[Stored data]
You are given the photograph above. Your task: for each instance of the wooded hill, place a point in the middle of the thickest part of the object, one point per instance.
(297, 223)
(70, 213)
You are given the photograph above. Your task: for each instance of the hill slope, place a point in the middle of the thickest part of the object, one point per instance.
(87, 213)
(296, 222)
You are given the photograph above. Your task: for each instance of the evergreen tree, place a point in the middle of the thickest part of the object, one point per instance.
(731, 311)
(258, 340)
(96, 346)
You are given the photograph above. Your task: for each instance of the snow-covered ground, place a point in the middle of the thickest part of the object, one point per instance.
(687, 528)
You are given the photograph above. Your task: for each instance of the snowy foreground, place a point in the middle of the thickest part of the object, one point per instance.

• REQUIRED WORK: Repeat back all entries verbatim.

• TASK SOLUTION:
You are given the photograph above. Your task: for each instance of the wooded hill, place a point in the middle of the thickest part of the object, one point per instance.
(297, 223)
(70, 213)
You are given the photograph above. Your task: for each instance of the hill slope, place a point in the middle of the thickest part of the object, one point per instance.
(87, 213)
(296, 222)
You are given the photograph above. Your task: for each instance of the evergreen tree, place a point in the middle of the thickest part of the object, one point per instance.
(731, 311)
(258, 340)
(96, 346)
You are given the photograph above. Your task: for each instance of the snow-covered ground, place a point in the middle of the thickest part of the object, one point per instance.
(687, 528)
You are given the photograph above. Your task: for each instance of the snowy foreground, place a point in the middle of the thickest part of the object, one point per instance.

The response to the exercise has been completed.